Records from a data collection
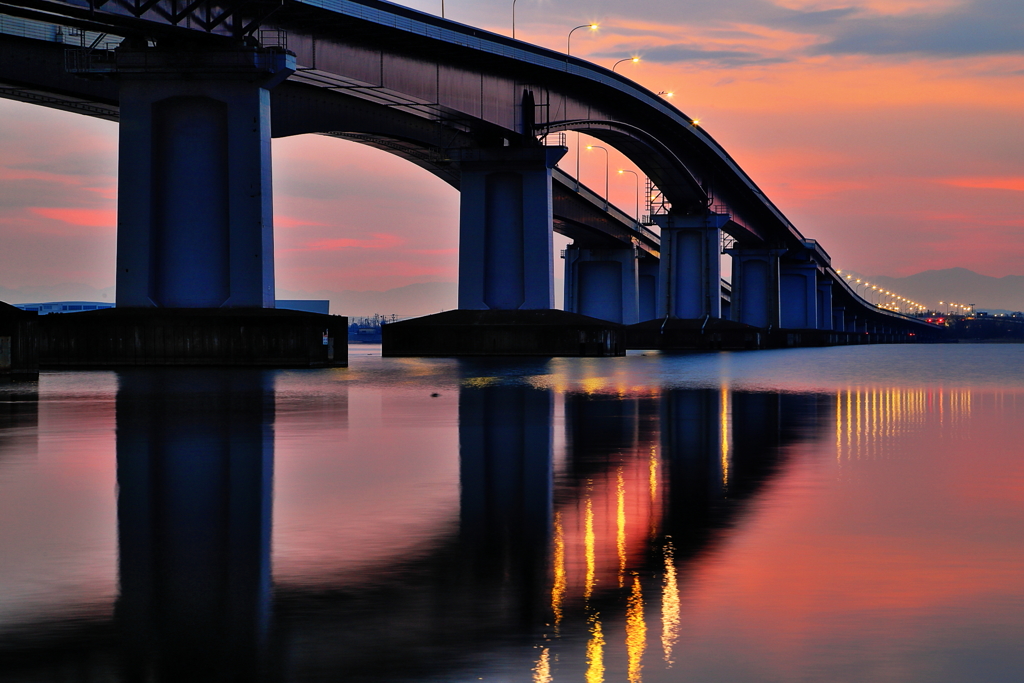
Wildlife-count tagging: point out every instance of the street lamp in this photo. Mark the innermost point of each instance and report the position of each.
(598, 146)
(636, 179)
(592, 27)
(633, 59)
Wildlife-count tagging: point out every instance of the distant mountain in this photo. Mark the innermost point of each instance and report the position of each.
(958, 285)
(409, 301)
(62, 292)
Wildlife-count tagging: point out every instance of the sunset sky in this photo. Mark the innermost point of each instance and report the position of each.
(891, 131)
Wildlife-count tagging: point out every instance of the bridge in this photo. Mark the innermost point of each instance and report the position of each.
(194, 85)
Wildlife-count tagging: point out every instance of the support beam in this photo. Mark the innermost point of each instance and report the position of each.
(690, 284)
(505, 260)
(602, 284)
(195, 212)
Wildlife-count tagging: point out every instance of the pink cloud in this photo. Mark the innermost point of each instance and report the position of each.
(75, 216)
(1013, 183)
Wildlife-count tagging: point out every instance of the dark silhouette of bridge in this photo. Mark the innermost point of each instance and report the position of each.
(194, 86)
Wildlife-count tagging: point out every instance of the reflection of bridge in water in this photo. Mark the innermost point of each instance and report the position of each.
(564, 549)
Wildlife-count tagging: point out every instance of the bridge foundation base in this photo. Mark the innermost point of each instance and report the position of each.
(18, 344)
(693, 334)
(239, 337)
(498, 333)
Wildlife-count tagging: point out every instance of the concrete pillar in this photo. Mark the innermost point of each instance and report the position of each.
(195, 212)
(602, 284)
(690, 284)
(798, 295)
(195, 461)
(839, 318)
(824, 303)
(756, 287)
(505, 260)
(648, 272)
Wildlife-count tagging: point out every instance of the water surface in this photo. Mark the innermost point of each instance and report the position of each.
(840, 514)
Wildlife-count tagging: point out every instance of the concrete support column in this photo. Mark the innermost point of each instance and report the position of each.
(648, 274)
(505, 260)
(798, 295)
(195, 213)
(824, 303)
(755, 287)
(603, 284)
(690, 284)
(839, 318)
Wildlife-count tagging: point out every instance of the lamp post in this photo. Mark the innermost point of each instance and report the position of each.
(592, 27)
(598, 146)
(633, 59)
(636, 180)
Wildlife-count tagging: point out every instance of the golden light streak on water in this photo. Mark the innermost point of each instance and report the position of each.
(595, 652)
(653, 473)
(621, 525)
(636, 632)
(542, 670)
(558, 587)
(588, 543)
(670, 604)
(724, 428)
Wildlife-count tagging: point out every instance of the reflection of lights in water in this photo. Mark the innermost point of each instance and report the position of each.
(724, 428)
(670, 603)
(595, 651)
(542, 670)
(866, 420)
(589, 541)
(636, 631)
(653, 473)
(621, 524)
(558, 588)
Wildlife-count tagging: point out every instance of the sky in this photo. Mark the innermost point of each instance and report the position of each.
(892, 131)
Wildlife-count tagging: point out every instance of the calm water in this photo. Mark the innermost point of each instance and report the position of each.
(843, 514)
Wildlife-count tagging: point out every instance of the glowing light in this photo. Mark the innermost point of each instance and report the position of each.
(595, 652)
(589, 543)
(542, 670)
(621, 525)
(670, 604)
(558, 586)
(636, 632)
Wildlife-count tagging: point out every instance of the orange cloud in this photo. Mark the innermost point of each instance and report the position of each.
(987, 182)
(376, 241)
(86, 217)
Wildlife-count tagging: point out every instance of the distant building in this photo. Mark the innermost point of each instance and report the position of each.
(307, 305)
(62, 306)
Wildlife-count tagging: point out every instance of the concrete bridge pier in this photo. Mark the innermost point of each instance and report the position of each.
(824, 303)
(839, 318)
(756, 287)
(195, 214)
(798, 295)
(505, 260)
(648, 272)
(690, 272)
(603, 284)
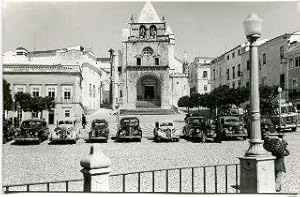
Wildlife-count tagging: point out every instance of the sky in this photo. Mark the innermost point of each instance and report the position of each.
(204, 29)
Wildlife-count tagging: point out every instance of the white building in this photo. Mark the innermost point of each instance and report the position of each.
(73, 76)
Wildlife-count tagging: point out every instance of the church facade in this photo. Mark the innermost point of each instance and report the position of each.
(150, 74)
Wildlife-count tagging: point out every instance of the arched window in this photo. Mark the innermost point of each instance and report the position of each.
(142, 31)
(153, 31)
(147, 51)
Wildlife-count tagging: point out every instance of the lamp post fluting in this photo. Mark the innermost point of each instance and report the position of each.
(252, 27)
(257, 165)
(111, 57)
(279, 107)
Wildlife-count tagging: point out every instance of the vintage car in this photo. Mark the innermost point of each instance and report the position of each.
(198, 128)
(232, 127)
(165, 130)
(268, 128)
(8, 131)
(32, 130)
(65, 131)
(99, 131)
(129, 129)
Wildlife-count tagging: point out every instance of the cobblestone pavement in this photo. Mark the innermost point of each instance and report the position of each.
(44, 162)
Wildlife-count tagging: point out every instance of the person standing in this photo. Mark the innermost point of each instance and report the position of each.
(279, 164)
(83, 121)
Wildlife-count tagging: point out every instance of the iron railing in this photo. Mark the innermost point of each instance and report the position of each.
(199, 179)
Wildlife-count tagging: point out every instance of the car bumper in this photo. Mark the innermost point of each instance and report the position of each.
(168, 137)
(129, 137)
(288, 127)
(98, 138)
(60, 139)
(29, 139)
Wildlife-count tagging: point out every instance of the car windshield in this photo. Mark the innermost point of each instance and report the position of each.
(65, 122)
(166, 124)
(130, 122)
(29, 124)
(196, 120)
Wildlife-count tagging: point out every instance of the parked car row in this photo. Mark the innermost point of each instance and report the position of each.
(196, 128)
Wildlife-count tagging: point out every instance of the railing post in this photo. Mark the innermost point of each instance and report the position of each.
(96, 169)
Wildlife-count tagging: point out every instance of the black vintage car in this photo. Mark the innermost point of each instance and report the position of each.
(198, 128)
(32, 130)
(129, 129)
(232, 127)
(268, 128)
(99, 131)
(8, 131)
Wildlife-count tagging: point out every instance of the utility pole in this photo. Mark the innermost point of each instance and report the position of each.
(111, 51)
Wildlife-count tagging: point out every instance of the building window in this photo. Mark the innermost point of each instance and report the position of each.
(227, 73)
(67, 92)
(263, 81)
(35, 91)
(281, 52)
(51, 92)
(153, 31)
(294, 84)
(94, 91)
(67, 113)
(142, 31)
(247, 84)
(239, 70)
(35, 114)
(156, 61)
(297, 62)
(248, 65)
(90, 90)
(147, 51)
(264, 59)
(204, 75)
(138, 61)
(291, 64)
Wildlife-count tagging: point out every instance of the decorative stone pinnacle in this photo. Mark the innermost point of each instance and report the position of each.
(96, 159)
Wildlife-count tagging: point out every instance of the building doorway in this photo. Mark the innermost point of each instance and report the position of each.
(149, 92)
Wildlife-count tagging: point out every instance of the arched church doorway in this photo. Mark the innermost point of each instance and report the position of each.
(148, 92)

> [Prompt]: Write out the entries above word for word. Do not include the pictures.

> [Written answer]:
Wildlife-count tagging: point out every instance of the street lamp in this photo. Mark the innermost point of each instance and report the position of each.
(598, 146)
(636, 179)
(592, 27)
(633, 59)
Wildlife-count tagging: point out every instance of the distant mountain in this photo. Mark the innermost point of each instance and report the position of each.
(958, 285)
(409, 301)
(62, 292)
Wildlife-count tagging: point out every instance of the sunset sky in this photo. Mark the innermost point of each instance and report the position of each.
(891, 131)
Wildlife-count tagging: point out every instance of the bridge in this photo. Mark the innermost point of each instance and report the position of each.
(194, 85)
Wildlife-count tagging: point out every instance of the support beam in this photo. Mark the innermost point of each instance and report the position of each.
(690, 284)
(505, 260)
(602, 284)
(195, 212)
Wildlife-count tagging: point out every instance of the pink cloud in this photo. Mark the innermost point of each instance and report the position of each.
(75, 216)
(1013, 183)
Wildlife-count tagging: point out every instance of the dark silhouette of bridge in this photo. Mark the innermost point of each instance and report the position of each.
(194, 86)
Wildlife-count tagging: point out every instance of the reflection of bridge in water in this photo. Mark the innermost point of each instance and report the position of each.
(564, 549)
Wildlife-count tagging: point out every instance of the bridge foundation base in this photo. Mark the innermost point of each instance and report the position of each.
(18, 344)
(693, 334)
(239, 337)
(498, 333)
Wildlife-count tagging: point out every instance of the concrete pillar in this photo. Mark the innermost point of each instance and report the position of each.
(195, 212)
(602, 284)
(690, 284)
(798, 295)
(195, 461)
(839, 318)
(824, 303)
(756, 287)
(505, 260)
(648, 272)
Wildlife-count tagging: point out every instance of the water surface in this photo. Mark the innermost point of each instance and report the position of each.
(840, 514)
Wildlife-count tagging: point out every instance of the concrete support column in this photo. Mark the innermost point of each instance and report the position of each.
(648, 274)
(505, 260)
(798, 295)
(195, 213)
(824, 303)
(755, 287)
(603, 284)
(690, 284)
(839, 318)
Wildlife-count tagging: point out every instance of the lamp post in this photo. Mark the innermost point of each instance and report the position of each.
(592, 27)
(598, 146)
(633, 59)
(636, 180)
Wildlife-count tagging: point out every instance of the golden light streak on water in this photo. Mark the innermost point of each instance and report the position of each.
(595, 652)
(653, 473)
(621, 525)
(636, 632)
(542, 670)
(558, 587)
(588, 543)
(670, 604)
(724, 428)
Wildlife-count tagging: point out every instance of the reflection of lights in water in this photo. Mark the innermost point of each instance and report the position of each.
(724, 428)
(670, 603)
(595, 651)
(542, 670)
(866, 420)
(589, 541)
(636, 631)
(653, 473)
(621, 524)
(558, 588)
Wildlife-count tagging: point out every instance of the sky in this photo. Mark the innermost point of each instance and report the position of each.
(892, 131)
Wildlife-count tagging: point out every instance of the calm water in this photo. Mark the innermost point of each instance and report the position of each.
(843, 514)
Wildlife-count tagging: point out every instance of the glowing light in this photo. Mark the innermost point of each instance and report the position of each.
(595, 652)
(589, 543)
(542, 670)
(621, 525)
(670, 604)
(558, 586)
(636, 632)
Wildlife-count tagging: point out every instance of the orange cloud in this photo. Mark the innermost point of each instance and report the position of each.
(987, 182)
(376, 241)
(86, 217)
Wildlife-count tagging: point out every instance of the distant building in this photo. Mark the innermost point of each instance and report the position of each.
(307, 305)
(62, 306)
Wildlife-count tagging: point out every instance of the concrete bridge pier in this photo. Mark the innermost point of each instance and report the position of each.
(824, 303)
(839, 318)
(756, 287)
(195, 214)
(798, 295)
(505, 260)
(648, 272)
(690, 272)
(603, 284)
Wildlife-count tagging: point out every instance of the sky in this photo. Mark the innermost point of each instance and report the position of each.
(204, 29)
Wildlife-count tagging: point out every instance of the white building in this photo. Mark the innermost point of each instance and report the position of each.
(73, 76)
Wildlife-count tagging: point out every instance of the church facade in this photo. Mark the innermost point of each instance and report the position of each.
(150, 74)
Wildlife-count tagging: point out every instance of the arched window in this photo. Mark the innermost point of each instance and report the position of each.
(142, 31)
(153, 31)
(147, 51)
Wildlife-count tagging: point out every instance of the lamp post fluting in this photo. Mark the innermost point of each instance and report the position of each.
(252, 27)
(257, 165)
(111, 57)
(279, 107)
Wildlife-count tagging: point out every instance of the vintage car in this photo. Mark the innermost point of each instance and report the position of each.
(198, 128)
(232, 127)
(165, 130)
(268, 128)
(8, 131)
(32, 130)
(65, 131)
(99, 131)
(129, 129)
Wildlife-count tagging: point out every instance of the cobblestone pavement in this photo. Mark the innermost point of each instance and report the position of each.
(44, 162)
Wildlife-count tagging: point out every instance of the person standing in this photo. Mark the innermost point of each instance and report the position of each.
(279, 164)
(83, 121)
Wildlife-count tagging: point out every instance of the iron railing in this photo. Mark the innermost point of each instance and report the position of each.
(199, 179)
Wildlife-count tagging: point out every instance of the car bumper in this photo. Mark the innermost point of each instance and report the position of each.
(168, 137)
(129, 137)
(288, 127)
(98, 138)
(60, 139)
(29, 139)
Wildlife-count tagging: point out every instance of the car windshield in this photo. Mark the innermost point of each instance and report the position of each.
(65, 122)
(166, 124)
(130, 122)
(29, 124)
(196, 120)
Wildlife-count tagging: point out every instance of the parked car row in this photo. Mark the innermost point of each instance and report the position of each.
(196, 128)
Wildlife-count tagging: point out every instance of the railing post in this photo. Mark the innermost point of each instance and report the position of each.
(96, 169)
Wildlife-count tagging: point out every instance of the black vintage car in this photo. Mark the innermost point of each instance and report the position of each.
(198, 128)
(32, 130)
(129, 129)
(232, 127)
(268, 128)
(99, 131)
(8, 131)
Wildlife-count tagging: point out every instance of the utility pole in this photo. Mark the innermost point of each instance and report the position of each.
(111, 51)
Wildlife-count tagging: point out every instance of the building window in this photo. Mark the innermost point of each instance and report the position of each.
(227, 73)
(67, 92)
(263, 81)
(35, 91)
(281, 52)
(51, 92)
(153, 31)
(294, 84)
(94, 91)
(67, 113)
(142, 31)
(247, 84)
(239, 70)
(35, 114)
(156, 61)
(297, 62)
(248, 65)
(90, 90)
(147, 51)
(264, 59)
(204, 75)
(138, 61)
(291, 64)
Wildlife-count tagging: point out every instance of the decorative stone pinnacle in this photo. Mark the innermost point of each instance and report the position of each.
(96, 159)
Wildlife-count tagging: point out every instance of the building doorway in this photo. Mark the innermost point of each instance and report the position of each.
(149, 92)
Wildlife-count tagging: point out every instance of the arched church doorway in this photo. Mark the innermost point of each instance and report the position of each.
(148, 92)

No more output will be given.